→ The problem
Return the passage of the forum thread about window.location.pathname from "The the first" to "same file, index.html.", copied word for word.

→ Document
* * * * * * *

In chapter 76 in the A Smarter Way to Learn JS this is the question of an exercise:

Code the first line of an if statement that tests whether the home page with no html file specified is currently loaded in the browser.

The answer is:

if (window.location.pathname === "/") {

I could not understand the use of"/"

Any indepth insight or link will be welcome.


#2

The “/” is the root “url” essential. It usually points to the homepage of every website. “window” is the global window object. “location” and “pathname” are properties on that object. It is saying if the pathname of the current location (this info is stored in the window object) is “root” or “/” you can logically assume you are on the homepage of a web app.


#3

Any idea why he said “home page with no html file specified

And why did he use pathname not hostname?


#4

You aren’t looking for the hostname you’re looking for the pathname so that would be why they did it that way. Usually the home page is an index.html file so my guess is that this “path” doesn’t have an html file specified. I’ve never read this book so I can’t speak for what the author is talking about in the greater context just what that line you indicated meant.


#5

When I call a web page, I can call it as:

www.mypage.com/index.html

That specifies which file. If it’s in a public directory the server says “OK, they want that file and it’s in a public directory so I’ll send it back.”

Another way to access that web page is:

www.mypage.com

In that case, the server sees it come in to an empty pathname. If the server has instructions of what to do on an empty pathname. Very commonly the default is to look for index.html and send it back.

The the first case, the pathname will be “/index.html” (I think) and in the second it will be “/” (an empty path). They very often will go to the same file, index.html.

In theory, you could have the empty path route to something else, the server could send it to “www.mypage.com/login” or whatever.

This will all make more sense when you get to the backend section and build servers and routes and serve files yourself. Until then, it all seems like magic.

* * * * * * *

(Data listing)
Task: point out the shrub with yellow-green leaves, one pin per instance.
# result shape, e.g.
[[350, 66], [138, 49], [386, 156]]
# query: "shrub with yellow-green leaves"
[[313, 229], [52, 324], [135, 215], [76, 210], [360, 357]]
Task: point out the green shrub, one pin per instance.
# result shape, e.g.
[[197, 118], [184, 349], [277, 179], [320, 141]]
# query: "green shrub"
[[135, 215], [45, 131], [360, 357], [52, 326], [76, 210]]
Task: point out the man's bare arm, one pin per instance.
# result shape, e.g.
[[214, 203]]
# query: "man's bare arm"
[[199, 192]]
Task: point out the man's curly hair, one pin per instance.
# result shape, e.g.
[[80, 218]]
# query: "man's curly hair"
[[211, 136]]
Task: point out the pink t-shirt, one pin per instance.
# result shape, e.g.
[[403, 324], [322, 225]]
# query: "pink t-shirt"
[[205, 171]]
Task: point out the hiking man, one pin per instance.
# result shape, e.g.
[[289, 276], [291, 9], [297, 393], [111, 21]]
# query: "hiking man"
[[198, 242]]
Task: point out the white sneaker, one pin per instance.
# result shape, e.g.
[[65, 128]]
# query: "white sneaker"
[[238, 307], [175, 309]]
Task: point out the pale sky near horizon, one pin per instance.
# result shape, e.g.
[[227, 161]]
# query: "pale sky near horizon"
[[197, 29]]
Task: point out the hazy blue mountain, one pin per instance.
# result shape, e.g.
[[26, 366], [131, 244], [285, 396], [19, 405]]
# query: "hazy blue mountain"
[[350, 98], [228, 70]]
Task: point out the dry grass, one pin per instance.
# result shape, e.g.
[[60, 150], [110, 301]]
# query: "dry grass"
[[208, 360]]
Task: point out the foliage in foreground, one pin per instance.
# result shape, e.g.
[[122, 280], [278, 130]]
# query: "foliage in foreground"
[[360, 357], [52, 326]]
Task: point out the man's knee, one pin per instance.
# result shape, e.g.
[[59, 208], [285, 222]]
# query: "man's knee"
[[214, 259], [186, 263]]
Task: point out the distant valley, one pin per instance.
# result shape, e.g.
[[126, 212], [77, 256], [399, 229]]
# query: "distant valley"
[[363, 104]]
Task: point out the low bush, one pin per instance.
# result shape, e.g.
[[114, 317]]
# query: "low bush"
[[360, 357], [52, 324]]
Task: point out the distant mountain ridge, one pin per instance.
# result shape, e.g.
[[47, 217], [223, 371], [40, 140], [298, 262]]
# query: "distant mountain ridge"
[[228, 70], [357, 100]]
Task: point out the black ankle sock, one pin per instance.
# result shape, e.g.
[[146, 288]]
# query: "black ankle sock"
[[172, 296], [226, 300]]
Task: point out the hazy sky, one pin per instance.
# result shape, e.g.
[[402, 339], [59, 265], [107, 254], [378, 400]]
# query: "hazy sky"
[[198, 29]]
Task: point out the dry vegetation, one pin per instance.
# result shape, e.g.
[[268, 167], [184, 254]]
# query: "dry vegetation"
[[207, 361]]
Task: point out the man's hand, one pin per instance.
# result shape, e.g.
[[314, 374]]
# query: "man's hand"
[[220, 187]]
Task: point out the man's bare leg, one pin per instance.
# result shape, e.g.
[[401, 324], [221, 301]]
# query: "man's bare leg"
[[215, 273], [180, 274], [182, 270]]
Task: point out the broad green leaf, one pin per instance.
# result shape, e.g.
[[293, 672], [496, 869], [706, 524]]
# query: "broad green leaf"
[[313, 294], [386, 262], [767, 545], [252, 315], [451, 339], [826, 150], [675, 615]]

* * * * * * *

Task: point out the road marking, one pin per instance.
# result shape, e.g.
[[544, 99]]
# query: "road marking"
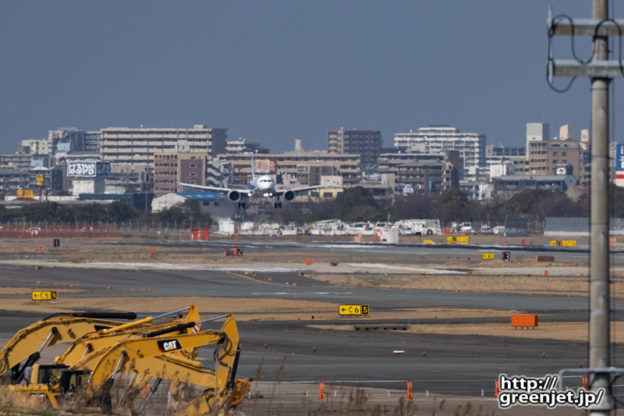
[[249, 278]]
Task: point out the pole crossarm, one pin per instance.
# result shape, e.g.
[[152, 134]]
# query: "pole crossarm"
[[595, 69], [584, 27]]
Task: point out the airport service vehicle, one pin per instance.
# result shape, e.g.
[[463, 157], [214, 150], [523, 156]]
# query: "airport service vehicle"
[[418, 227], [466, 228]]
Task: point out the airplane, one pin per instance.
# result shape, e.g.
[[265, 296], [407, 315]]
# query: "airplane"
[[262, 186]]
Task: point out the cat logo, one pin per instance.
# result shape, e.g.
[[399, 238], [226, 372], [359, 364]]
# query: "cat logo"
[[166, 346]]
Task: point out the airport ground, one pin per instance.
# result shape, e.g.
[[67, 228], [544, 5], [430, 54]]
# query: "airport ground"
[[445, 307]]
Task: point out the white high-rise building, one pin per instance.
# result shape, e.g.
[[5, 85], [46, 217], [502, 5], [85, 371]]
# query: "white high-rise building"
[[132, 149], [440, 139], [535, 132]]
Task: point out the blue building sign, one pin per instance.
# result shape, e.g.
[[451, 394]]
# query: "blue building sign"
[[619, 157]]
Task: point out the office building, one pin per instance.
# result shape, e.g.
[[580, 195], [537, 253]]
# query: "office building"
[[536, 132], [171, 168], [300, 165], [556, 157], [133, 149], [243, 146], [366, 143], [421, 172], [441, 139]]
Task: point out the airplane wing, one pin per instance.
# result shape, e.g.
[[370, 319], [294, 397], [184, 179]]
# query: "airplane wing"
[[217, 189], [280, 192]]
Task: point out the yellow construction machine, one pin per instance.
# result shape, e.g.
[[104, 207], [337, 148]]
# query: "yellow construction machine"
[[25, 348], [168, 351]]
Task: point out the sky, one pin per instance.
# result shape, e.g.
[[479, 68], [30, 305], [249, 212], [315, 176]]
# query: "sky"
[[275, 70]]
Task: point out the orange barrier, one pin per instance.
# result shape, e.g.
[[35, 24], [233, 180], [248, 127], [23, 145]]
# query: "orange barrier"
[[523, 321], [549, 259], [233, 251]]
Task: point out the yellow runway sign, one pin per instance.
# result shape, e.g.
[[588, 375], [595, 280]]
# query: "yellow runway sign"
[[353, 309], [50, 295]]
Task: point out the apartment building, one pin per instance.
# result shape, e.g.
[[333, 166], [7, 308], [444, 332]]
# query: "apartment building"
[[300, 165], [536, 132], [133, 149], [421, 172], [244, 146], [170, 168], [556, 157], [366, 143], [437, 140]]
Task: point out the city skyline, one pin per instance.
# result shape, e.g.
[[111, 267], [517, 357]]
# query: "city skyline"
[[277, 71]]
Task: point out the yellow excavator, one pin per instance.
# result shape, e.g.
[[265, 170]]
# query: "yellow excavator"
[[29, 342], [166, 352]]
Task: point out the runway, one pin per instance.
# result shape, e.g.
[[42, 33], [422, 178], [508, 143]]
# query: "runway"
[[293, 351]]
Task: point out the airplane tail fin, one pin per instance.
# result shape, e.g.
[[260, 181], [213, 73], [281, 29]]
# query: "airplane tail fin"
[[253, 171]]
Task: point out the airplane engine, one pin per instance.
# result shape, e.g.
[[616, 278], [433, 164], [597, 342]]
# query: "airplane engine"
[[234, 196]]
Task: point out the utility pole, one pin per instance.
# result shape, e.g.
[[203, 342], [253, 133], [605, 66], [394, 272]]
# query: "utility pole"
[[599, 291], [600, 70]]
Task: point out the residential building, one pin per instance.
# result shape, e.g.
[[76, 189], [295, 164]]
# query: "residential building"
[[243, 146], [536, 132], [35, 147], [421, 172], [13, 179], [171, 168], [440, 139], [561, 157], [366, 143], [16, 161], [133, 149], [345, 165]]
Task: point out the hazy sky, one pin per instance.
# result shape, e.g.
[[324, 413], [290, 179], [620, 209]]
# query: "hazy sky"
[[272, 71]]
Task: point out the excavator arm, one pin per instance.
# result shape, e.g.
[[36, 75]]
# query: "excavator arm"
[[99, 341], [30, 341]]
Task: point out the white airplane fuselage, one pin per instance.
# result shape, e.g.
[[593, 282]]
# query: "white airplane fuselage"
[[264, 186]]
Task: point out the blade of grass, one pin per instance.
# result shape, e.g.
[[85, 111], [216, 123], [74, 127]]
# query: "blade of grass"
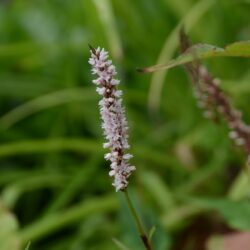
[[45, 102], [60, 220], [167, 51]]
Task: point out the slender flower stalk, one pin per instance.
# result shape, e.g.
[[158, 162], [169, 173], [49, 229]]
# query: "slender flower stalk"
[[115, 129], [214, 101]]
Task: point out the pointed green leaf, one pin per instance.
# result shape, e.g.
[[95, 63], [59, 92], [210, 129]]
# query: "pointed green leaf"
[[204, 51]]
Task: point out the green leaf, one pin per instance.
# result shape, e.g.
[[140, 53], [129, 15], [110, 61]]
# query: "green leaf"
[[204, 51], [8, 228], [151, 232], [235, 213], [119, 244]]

* * * * * * *

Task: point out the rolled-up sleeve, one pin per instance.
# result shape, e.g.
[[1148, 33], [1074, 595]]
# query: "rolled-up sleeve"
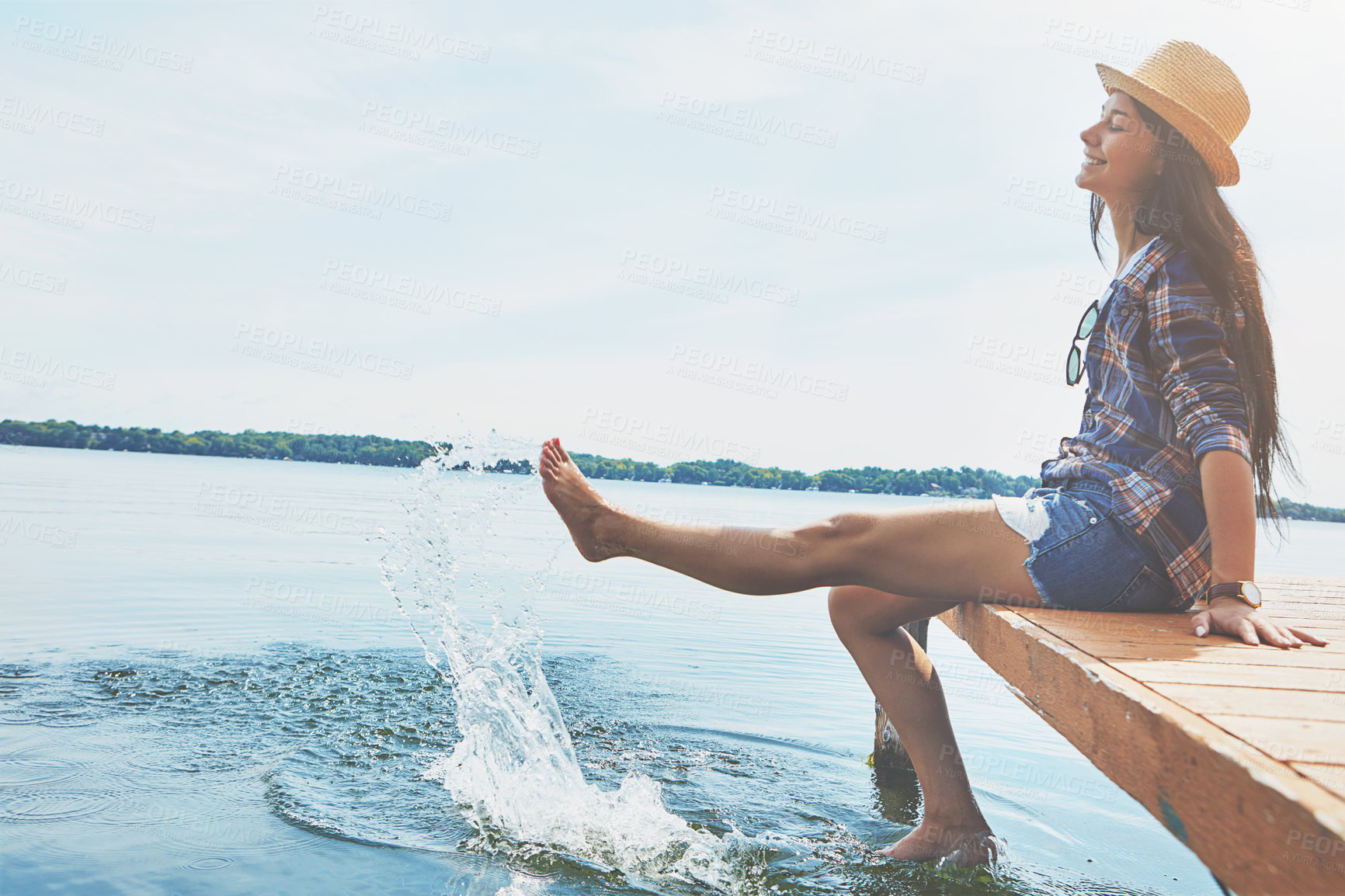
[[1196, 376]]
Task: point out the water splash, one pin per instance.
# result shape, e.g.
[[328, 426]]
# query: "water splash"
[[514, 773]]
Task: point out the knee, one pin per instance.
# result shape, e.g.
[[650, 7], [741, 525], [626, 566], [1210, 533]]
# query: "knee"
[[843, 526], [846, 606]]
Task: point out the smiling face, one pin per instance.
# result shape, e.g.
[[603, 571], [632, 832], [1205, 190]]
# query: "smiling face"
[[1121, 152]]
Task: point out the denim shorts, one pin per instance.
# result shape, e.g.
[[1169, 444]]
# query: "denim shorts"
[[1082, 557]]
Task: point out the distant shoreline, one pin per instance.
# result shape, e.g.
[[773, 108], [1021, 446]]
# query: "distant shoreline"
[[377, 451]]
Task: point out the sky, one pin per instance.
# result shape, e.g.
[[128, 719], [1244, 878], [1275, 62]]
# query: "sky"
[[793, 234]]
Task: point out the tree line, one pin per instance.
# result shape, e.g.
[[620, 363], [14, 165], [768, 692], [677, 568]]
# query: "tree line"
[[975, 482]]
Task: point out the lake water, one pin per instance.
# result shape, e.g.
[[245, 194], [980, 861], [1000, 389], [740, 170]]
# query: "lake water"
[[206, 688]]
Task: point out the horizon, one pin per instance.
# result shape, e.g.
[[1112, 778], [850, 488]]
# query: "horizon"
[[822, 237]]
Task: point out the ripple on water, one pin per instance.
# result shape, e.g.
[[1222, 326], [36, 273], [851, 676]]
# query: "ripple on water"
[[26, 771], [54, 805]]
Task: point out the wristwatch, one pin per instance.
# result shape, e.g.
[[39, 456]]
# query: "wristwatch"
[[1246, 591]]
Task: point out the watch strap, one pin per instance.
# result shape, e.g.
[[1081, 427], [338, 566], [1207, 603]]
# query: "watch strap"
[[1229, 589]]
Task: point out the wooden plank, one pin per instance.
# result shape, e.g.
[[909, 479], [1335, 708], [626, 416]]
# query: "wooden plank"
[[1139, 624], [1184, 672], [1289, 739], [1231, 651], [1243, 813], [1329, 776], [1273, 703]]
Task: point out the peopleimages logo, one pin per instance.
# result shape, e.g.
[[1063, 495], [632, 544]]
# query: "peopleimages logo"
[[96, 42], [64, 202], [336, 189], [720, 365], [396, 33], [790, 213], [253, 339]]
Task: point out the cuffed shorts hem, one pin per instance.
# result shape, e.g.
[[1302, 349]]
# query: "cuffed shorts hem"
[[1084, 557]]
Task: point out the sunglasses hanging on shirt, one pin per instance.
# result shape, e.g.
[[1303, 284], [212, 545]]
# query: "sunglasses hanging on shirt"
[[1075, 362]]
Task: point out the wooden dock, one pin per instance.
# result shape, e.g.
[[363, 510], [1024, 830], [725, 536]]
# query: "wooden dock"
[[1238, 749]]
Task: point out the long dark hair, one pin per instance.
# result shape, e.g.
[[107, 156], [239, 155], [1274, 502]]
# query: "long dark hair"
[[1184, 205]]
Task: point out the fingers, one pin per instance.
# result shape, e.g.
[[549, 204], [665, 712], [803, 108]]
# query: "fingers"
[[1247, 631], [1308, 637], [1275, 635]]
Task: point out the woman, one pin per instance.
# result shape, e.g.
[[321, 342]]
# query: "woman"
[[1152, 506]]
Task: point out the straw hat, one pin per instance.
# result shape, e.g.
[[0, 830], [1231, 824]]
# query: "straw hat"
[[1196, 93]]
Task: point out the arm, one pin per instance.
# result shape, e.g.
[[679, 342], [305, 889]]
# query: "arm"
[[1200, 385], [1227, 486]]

* * * * * * *

→ Final result
The the first case, the pathname will be “/index.html” (I think) and in the second it will be “/” (an empty path). They very often will go to the same file, index.html.